• Provided text:
-- -- --
Springfield Public School students missing their friends, community steps up

Local News

SPRINGFIELD, Mo. — Heading into the winter break in a few weeks, students at Springfield Public Schools, especially kids who chose to learn full-virtual, are missing some social interactions.

Kids are getting anxious because they are unable to go to school. A child’s time is limited with friends, teachers, and classmates during the pandemic.

Some of the students chose to learn entirely virtual, which means they never go to school.

Rachael Rosenbury, a second-grader at Field Elementary School, said she misses her friends and looks forward to activities where they can see them.

“I’m really sad about it,” said Rosenbury. “I feel really upset because I just want this all to end. Like I want to just run towards my friends and just like play with them, be with them, just have fun with them.”

Springfield public school student Poppy Ballentine explained what she misses about her friends.

“We used to all have lunch together and play together,” said Ballentine. “I kind of miss them a lot.”
-- -- --
• Source data:
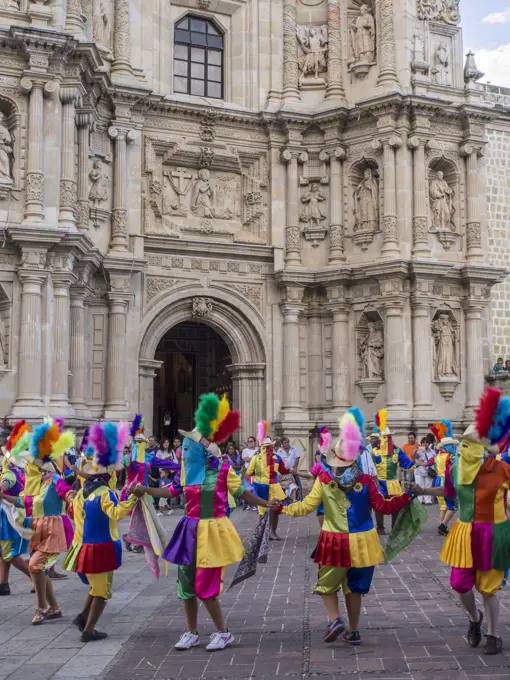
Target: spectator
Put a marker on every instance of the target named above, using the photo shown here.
(499, 366)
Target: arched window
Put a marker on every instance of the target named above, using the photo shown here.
(198, 58)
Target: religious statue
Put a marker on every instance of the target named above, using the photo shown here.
(100, 23)
(441, 65)
(441, 202)
(5, 153)
(98, 191)
(202, 198)
(445, 341)
(372, 353)
(366, 203)
(312, 213)
(363, 36)
(313, 41)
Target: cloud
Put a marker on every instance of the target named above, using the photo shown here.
(498, 17)
(494, 63)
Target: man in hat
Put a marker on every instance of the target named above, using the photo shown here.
(348, 547)
(96, 551)
(477, 547)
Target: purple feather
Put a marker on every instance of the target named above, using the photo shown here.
(135, 426)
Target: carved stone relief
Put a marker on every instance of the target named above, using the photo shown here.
(312, 57)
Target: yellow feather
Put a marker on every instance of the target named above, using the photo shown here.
(64, 442)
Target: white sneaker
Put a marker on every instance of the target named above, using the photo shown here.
(187, 641)
(220, 641)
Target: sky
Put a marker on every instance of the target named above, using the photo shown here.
(486, 27)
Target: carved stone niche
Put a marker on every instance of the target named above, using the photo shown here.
(370, 353)
(365, 201)
(445, 328)
(444, 200)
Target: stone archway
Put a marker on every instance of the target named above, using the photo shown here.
(235, 320)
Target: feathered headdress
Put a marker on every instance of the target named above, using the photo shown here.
(49, 442)
(108, 441)
(325, 440)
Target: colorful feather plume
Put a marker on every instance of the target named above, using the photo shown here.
(486, 411)
(325, 440)
(108, 441)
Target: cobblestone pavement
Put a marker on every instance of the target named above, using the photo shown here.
(412, 626)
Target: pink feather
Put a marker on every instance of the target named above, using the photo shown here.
(351, 441)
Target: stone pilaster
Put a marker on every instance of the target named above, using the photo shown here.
(119, 233)
(387, 60)
(335, 89)
(34, 182)
(84, 120)
(290, 53)
(336, 217)
(390, 246)
(473, 221)
(420, 210)
(292, 231)
(68, 97)
(121, 66)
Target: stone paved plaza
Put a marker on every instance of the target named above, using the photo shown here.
(411, 624)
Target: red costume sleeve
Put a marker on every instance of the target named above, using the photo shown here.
(383, 505)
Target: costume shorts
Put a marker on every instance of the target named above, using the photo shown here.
(351, 580)
(199, 582)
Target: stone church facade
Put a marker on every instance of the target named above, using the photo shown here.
(316, 188)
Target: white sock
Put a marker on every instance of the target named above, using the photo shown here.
(469, 604)
(491, 604)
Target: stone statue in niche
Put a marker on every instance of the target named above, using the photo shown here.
(362, 34)
(100, 23)
(98, 191)
(313, 41)
(5, 154)
(445, 342)
(366, 203)
(441, 202)
(202, 198)
(312, 213)
(441, 65)
(372, 353)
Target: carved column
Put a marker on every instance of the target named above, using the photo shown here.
(390, 236)
(75, 19)
(336, 218)
(292, 231)
(420, 189)
(395, 368)
(119, 236)
(474, 356)
(84, 120)
(340, 357)
(291, 391)
(422, 365)
(121, 66)
(473, 222)
(34, 183)
(290, 53)
(30, 343)
(335, 89)
(61, 343)
(66, 218)
(116, 355)
(387, 67)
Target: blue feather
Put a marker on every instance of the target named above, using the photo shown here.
(501, 421)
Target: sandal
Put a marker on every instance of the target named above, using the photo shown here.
(40, 616)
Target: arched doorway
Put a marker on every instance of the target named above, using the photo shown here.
(194, 359)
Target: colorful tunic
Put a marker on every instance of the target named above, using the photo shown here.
(348, 537)
(205, 537)
(480, 538)
(387, 468)
(265, 469)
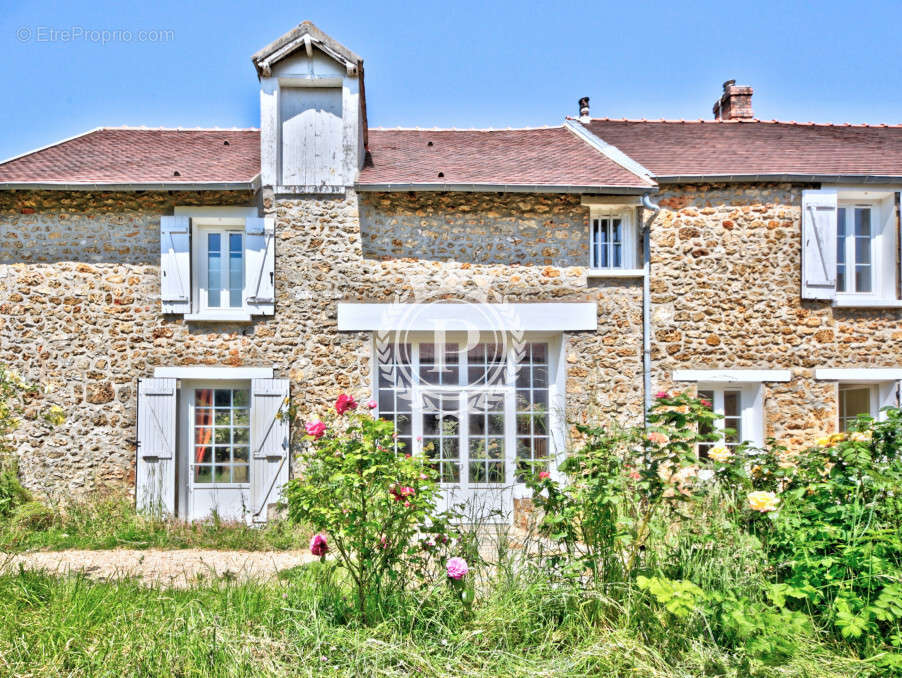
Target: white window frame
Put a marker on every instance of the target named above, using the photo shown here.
(883, 251)
(751, 402)
(202, 229)
(629, 260)
(556, 397)
(204, 220)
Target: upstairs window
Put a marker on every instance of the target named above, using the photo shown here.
(217, 264)
(222, 283)
(612, 242)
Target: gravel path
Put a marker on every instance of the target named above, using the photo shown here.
(179, 568)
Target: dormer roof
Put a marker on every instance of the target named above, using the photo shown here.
(305, 36)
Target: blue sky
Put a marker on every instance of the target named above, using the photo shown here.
(454, 64)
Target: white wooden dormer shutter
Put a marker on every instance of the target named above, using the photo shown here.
(260, 265)
(175, 264)
(269, 443)
(819, 244)
(155, 464)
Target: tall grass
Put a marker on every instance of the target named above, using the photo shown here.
(522, 625)
(105, 523)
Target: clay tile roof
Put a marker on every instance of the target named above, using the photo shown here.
(549, 156)
(670, 148)
(141, 156)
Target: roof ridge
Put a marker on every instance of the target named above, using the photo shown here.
(745, 122)
(142, 128)
(465, 129)
(51, 145)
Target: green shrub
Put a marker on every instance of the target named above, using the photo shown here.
(368, 501)
(33, 515)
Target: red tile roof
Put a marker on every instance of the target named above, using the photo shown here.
(142, 156)
(676, 148)
(549, 156)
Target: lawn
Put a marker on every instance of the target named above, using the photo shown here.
(520, 626)
(105, 523)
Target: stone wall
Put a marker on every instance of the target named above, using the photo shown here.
(79, 304)
(726, 293)
(80, 308)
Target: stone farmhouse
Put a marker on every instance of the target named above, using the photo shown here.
(172, 287)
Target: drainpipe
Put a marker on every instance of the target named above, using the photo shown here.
(647, 204)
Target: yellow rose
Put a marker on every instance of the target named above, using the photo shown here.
(720, 454)
(763, 501)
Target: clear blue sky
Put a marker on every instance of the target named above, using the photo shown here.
(461, 63)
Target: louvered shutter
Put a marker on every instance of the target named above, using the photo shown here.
(269, 443)
(175, 264)
(155, 464)
(819, 244)
(260, 265)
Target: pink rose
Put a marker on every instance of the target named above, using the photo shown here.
(457, 568)
(345, 403)
(318, 545)
(315, 429)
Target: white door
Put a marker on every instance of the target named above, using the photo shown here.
(218, 469)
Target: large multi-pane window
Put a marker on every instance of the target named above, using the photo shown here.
(224, 269)
(476, 413)
(728, 404)
(854, 249)
(221, 441)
-- -- --
• Tasks and exercises:
(a) List each thing Rachael Rosenbury says she wants to do with her friends in the article about Springfield Public Schools students.
(b) Write the next part of the article about Springfield Public Schools students, picking up after its final sentence.

• Answers for the exercise:
(a)
Run towards her friends
Play with them
Be with them
Have fun with them

(b)
First-grader Mary Rosenbury said she misses playing imagination.

“I feel kind of sad,” said Rosenbury, “we usually just pretend that you’re like anything and going around the place.”

Kayshia Rosenbury, a PTA president and volunteer at Field Elementary School, said there are many community events they came up with since the COVID-19 pandemic started.

“From the very beginning, when we saw that there’s going to be multiple options for learning, we didn’t want to lose our connection as a community,” said Rosenbury.

The first community event will be a story walk.

“You can come read a book together as a family and not have to worry about being inside somewhere, it’s totally outside, and the whole thing takes you all the way around the school,” said Rosenbury.

A revamped movie night is planned for the future.

“Instead of having a movie night where we’re all crammed into the gym together, we actually brought out a food truck here for the whole community to come out and get some dinner,” Rosenbury said.
“Then we packed up some popcorn bags with candy and little activities. And then we had a movie night at home.”

Rosenbury said these events helped the kids see and connect with their friends.

“We’re still here, we’re still a thriving community,” said Rosenbury.

Rosenbury also said they’re so grateful for the library allowing them to host the story walk.

“They’re getting to do something with the rest of the school that makes us feel like we’re still all in this together,” Rosenbury said.

Rosenbuy said she is grateful for the library allowing to host the story walk and It’s these kinds of community partnerships that allow them to think outside the box.